> Listed entries:
· · · · · · ·

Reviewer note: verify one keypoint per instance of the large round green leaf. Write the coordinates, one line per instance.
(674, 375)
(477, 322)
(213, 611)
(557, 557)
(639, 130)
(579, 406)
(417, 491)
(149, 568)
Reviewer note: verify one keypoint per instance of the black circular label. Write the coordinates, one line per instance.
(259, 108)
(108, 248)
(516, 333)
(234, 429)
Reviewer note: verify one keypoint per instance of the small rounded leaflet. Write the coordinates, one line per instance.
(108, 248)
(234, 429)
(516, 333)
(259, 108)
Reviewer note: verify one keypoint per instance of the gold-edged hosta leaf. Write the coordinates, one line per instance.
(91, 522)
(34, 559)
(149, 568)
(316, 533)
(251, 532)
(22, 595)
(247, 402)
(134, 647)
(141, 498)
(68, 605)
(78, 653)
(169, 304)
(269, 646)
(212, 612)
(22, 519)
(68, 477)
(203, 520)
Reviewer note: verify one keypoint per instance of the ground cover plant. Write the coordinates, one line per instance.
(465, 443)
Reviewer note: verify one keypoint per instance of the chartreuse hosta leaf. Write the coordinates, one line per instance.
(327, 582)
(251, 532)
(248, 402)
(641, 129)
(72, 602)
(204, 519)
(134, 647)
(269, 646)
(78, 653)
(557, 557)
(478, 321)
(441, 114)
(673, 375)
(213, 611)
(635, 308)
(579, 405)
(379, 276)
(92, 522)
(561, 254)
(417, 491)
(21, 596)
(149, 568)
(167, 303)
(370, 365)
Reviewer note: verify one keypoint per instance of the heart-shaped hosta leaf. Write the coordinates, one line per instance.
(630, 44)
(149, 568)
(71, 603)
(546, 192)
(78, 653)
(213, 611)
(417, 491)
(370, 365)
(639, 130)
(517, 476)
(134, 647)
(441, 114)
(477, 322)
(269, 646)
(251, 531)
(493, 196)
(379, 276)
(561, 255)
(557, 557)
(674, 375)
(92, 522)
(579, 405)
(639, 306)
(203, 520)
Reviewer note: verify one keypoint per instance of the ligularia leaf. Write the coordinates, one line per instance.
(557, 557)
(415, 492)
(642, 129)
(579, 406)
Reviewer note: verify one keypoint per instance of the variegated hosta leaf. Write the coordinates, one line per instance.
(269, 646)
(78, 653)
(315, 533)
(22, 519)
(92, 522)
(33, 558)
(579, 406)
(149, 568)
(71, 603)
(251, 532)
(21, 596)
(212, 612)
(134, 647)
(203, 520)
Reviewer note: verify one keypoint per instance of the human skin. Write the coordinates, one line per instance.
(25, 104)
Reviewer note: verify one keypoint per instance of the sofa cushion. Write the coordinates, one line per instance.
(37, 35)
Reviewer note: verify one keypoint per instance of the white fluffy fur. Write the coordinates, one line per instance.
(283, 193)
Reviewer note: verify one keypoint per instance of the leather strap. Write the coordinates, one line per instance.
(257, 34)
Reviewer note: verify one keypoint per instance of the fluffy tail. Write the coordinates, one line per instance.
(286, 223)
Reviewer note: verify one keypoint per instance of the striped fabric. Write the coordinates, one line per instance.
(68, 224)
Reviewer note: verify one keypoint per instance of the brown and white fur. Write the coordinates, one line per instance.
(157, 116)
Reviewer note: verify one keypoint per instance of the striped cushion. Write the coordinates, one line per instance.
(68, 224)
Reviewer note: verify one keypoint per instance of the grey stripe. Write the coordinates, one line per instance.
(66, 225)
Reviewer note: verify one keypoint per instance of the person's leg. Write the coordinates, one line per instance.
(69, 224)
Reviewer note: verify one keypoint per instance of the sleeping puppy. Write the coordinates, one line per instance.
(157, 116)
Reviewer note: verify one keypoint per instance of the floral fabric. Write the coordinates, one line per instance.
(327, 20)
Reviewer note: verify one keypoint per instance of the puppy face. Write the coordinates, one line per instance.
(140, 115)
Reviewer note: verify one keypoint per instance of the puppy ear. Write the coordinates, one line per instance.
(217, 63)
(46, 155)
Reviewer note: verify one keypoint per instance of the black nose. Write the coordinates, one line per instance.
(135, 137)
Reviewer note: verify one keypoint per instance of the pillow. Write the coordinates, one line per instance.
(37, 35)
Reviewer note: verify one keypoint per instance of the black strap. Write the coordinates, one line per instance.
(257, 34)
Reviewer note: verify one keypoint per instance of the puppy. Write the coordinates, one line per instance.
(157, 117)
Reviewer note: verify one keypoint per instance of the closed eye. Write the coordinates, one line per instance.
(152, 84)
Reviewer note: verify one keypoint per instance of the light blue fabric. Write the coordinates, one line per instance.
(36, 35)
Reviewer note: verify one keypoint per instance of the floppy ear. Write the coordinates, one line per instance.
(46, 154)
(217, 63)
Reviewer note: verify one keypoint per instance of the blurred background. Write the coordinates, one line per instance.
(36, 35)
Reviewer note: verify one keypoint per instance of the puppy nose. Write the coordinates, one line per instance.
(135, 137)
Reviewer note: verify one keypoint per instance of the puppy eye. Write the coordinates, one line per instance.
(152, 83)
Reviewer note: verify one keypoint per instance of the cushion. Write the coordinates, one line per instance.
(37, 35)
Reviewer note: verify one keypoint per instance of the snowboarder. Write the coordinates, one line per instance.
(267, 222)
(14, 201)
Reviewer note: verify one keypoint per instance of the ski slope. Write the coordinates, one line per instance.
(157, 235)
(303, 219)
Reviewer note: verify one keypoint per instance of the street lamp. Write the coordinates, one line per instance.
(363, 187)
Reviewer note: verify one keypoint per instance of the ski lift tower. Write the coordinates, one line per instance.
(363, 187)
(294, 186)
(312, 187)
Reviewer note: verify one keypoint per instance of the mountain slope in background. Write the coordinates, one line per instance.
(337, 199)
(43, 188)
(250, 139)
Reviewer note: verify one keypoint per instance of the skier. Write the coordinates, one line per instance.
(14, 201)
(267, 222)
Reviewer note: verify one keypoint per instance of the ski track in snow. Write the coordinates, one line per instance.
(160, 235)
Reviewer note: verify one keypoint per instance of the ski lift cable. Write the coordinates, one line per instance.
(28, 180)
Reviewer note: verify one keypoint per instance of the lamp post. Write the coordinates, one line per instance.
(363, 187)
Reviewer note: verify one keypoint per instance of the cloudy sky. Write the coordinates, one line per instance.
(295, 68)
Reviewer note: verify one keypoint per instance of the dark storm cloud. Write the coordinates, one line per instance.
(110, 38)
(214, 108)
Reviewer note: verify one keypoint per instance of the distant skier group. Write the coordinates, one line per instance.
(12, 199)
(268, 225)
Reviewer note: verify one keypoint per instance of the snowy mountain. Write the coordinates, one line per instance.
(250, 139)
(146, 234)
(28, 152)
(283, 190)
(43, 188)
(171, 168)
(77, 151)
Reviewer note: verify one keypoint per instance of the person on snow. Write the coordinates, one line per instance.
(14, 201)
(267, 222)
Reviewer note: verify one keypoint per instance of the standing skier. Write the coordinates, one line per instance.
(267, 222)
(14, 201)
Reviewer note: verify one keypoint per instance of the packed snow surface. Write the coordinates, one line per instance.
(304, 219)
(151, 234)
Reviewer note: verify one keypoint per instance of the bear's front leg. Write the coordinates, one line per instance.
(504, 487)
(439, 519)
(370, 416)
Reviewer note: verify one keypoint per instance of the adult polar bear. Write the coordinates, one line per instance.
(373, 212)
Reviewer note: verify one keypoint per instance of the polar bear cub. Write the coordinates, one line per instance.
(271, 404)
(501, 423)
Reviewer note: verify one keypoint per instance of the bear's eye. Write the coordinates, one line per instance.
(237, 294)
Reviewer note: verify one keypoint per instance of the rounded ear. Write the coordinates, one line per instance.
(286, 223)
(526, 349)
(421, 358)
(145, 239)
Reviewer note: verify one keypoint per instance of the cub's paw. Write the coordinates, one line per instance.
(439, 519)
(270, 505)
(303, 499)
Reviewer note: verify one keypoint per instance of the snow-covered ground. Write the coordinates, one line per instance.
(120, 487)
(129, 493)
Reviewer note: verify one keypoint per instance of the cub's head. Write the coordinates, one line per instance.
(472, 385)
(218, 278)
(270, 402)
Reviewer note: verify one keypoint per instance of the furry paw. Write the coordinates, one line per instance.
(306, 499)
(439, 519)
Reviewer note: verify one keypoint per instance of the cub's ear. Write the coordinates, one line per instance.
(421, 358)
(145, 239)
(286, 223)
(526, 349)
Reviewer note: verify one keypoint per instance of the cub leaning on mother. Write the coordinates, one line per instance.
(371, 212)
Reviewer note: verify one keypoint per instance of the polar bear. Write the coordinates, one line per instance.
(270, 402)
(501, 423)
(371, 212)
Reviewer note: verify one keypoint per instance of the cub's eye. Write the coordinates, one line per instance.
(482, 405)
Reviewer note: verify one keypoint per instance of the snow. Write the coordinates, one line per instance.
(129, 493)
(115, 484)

· · · · · · ·

> Exercise brief: Only the lines from the one holding "Reviewer note: verify one keypoint per instance of the standing" through the end of the listing should be given again, exactly and with both ends included.

> Task output:
Reviewer note: verify one keypoint per instance of the standing skier. Write the coordinates, one line per instance.
(267, 222)
(14, 201)
Reviewer note: verify one keypoint per instance of the packed snow surface. Write the coordinates, one line per instance.
(304, 219)
(151, 234)
Reviewer note: verify one keypoint per instance of the bear's front leg. Write the coordinates, one line per instance.
(504, 487)
(439, 519)
(370, 416)
Reviewer note: verify one keypoint per instance of the adult polar bear. Write the coordinates, one line per instance.
(373, 212)
Reviewer note: verify one keypoint per instance of the polar bear cub. Write the coordinates, one line per instance.
(271, 404)
(501, 423)
Reviewer note: verify one keypoint per instance of the bear's eye. Write the coordinates, one line per instance.
(237, 294)
Reviewer note: verify one keypoint per instance of the rounded ear. Write the coordinates, one line per instance.
(286, 223)
(526, 349)
(421, 358)
(145, 239)
Reviewer note: verify one keypoint per instance of the cub's paw. Write the coordinates, one line per instance.
(439, 519)
(270, 505)
(303, 499)
Reviewer note: verify one keypoint per instance of the snow-covered ground. Write the coordinates, one line per instance.
(120, 487)
(129, 493)
Reviewer note: verify one keypoint per instance of the cub's head. Write the coordinates, one line per instance.
(472, 385)
(218, 278)
(270, 402)
Reviewer note: verify one keypoint per instance of the furry paw. Write the coordinates, one line per instance.
(306, 499)
(439, 519)
Reviewer note: verify one keypoint per instance of the cub's ear. Write the coordinates, one line per instance.
(421, 358)
(145, 239)
(286, 223)
(526, 349)
Reviewer note: verify one keypoint per instance of the cub leaning on mother. Write the coordinates, one line per instance.
(371, 212)
Reviewer note: verify one keypoint per instance of the polar bear. Write the coordinates, one line per instance.
(270, 402)
(501, 423)
(371, 212)
Reviewer note: verify one keypoint per instance of the cub's eye. Write the coordinates, one line per instance.
(482, 405)
Reviewer note: verify one keypoint per instance of the snow. Write the coordinates, one line per instance.
(129, 493)
(115, 484)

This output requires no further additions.